Text block:

^^^^^^^^

Before considering the contentions of Hess Company upon the merits, it should be said that the Improvement Act of 1911 was originally enacted and has maintained its place in the statute books because of a fixed legislative policy that fairness, efficiency and security in the construction of public works can best be attained by a statutory scheme which would require that such contracts for such work must be let at competitive bidding. From the beginning to the end the provisions of the Improvement Act of 1911 are mainly aimed at securing such competitive bidding; and the courts have consistently construed the act with that legislative purpose in mind. Legislative bodies must follow the act and no attempt upon their part to claim authority to act except strictly in accord therewith can be successful. The act contemplates that before bids are invited the public improvement shall be thoroughly planned; that detailed and exhaustive plans and specifications of the work shall have been adopted; and that every material term and condition of the proposed contract shall have been stated, all to the end that where contractors are invited to bid they will know exactly what they are proposing to do under the contract they offer to enter into. The statute does require that after an award has been made a formal written contract shall be executed and appropriate bonds furnished for faithful performance of the work and for the payment of subcontractors, laborers and materialmen. But so well have all things been stated in the plans and specifications, in the proposal for bids, in the information and instructions to bidders, in the notice inviting bids and in the required bid forms that the formal contract is a brief document referring to these preceding writings for a statement of the obligation of the parties; these writings being expressly made a part of the formal contract.

^^^^^^^^

Dataset:

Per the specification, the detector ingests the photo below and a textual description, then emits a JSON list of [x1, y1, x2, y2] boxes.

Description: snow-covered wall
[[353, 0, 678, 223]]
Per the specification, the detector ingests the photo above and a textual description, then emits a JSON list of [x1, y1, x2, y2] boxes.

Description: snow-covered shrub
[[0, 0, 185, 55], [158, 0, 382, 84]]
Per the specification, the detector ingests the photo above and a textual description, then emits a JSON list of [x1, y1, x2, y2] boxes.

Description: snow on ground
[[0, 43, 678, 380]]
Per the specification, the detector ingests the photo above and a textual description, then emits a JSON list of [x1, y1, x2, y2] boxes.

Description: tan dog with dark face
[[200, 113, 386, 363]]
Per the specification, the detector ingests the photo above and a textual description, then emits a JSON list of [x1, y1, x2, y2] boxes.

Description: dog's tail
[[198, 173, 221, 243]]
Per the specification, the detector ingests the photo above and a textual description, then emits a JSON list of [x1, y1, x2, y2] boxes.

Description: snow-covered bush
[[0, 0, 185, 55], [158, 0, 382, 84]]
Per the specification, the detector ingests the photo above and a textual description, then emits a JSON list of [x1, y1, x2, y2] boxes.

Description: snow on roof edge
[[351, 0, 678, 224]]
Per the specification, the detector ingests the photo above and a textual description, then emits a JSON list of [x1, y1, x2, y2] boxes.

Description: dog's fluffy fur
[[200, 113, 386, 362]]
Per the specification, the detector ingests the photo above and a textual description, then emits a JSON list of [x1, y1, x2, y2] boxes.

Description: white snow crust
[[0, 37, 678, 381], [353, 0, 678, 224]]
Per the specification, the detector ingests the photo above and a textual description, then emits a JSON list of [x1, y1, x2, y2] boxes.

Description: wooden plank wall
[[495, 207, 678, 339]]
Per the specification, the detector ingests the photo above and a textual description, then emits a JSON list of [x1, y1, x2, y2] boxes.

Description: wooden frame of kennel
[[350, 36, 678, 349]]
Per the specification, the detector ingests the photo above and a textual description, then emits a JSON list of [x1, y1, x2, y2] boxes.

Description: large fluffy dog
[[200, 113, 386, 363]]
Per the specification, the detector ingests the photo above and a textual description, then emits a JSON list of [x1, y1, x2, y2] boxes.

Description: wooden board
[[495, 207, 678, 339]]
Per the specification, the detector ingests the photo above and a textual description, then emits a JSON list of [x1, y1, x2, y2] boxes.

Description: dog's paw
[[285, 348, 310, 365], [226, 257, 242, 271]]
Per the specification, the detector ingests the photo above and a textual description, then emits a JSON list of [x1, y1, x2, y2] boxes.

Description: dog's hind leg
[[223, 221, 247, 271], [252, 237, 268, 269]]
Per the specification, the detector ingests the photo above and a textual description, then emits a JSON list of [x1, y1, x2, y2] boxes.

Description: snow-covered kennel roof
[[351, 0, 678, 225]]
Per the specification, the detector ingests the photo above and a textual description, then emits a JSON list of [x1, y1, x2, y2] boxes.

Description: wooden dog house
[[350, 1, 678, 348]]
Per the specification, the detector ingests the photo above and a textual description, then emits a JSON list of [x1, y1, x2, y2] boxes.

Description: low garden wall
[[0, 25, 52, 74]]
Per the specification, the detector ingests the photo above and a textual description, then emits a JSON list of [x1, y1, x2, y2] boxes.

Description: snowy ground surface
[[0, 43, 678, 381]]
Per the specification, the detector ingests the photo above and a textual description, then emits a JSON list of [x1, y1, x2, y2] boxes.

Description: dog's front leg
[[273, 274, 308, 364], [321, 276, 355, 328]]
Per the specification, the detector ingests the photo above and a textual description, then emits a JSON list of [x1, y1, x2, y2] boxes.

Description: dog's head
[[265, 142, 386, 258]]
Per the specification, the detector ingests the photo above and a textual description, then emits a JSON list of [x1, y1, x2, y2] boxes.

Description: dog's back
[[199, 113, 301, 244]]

^^^^^^^^

Requirements:
1: In the passage on the Improvement Act of 1911, which writings are said to state all things so fully that the formal contract can be brief? List every one.
2: Using the passage on the Improvement Act of 1911, decide whether each statement agrees with it. Answer yes or no, and quote the words that settle it.
(a) The courts have construed the act without regard to its legislative purpose.
(b) After an award, bonds must be furnished for the payment of subcontractors, laborers and materialmen.
(c) The formal contract is a lengthy document that restates every obligation of the parties.
3: Proceed with the passage on the Improvement Act of 1911, starting after its final sentence.
The material above comes from a separate source.

The replies:
1:
- the plans and specifications
- the proposal for bids
- the information and instructions to bidders
- the notice inviting bids
- the required bid forms

2:
(a) No: "the courts have consistently construed the act with that legislative purpose in mind."
(b) Yes: "appropriate bonds furnished for faithful performance of the work and for the payment of subcontractors, laborers and materialmen."
(c) No: "the formal contract is a brief document referring to these preceding writings for a statement of the obligation of the parties."

3:
It has long been decided in this and other states and in the courts of the United States that in the letting of contracts for the doing of public works where the legislative body or the administrative officer is required by statute to call for bids and must under competitive bidding conditions let the contract to the lowest responsible bidder, the making of the award gives rise to a contract between the public body or agent and the successful bidder. In Garfielde v. United States, 3 Otto 242, 93 U.S. 242, 23 L.Ed. 779, a case involving an award of a contract for carrying mail, it was said:

‘The Court of Claims holds that the proposal on the part of Garfielde, and the acceptance of the proposal by the Department, created a contract of the same force and effect as if a formal contract had been written out and signed by the parties. Many authorities are cited to sustain the proposition. We believe it to be sound, and that it should be so held in the present case.’

In United States v. Purcell Envelope Co., 249 U.S. 313, 39 S.Ct. 300, 301, 63 L.Ed. 620, a case involving an award to the company on its bid for furnishing stamped envelopes to the Postoffice Department, the court said in discussing the Garfielde case:

‘* * * It passed upon a transaction of the Post Office Department and decided that a proposal in accordance with an advertisement by that department and the acceptance by it of the proposal ‘created a contract of the same force and effect as if a formal contract had been written out and signed by the parties.’ And for this, it was said, many authorities were cited but it was considered so sound as to make unnecessary review of or comment upon them.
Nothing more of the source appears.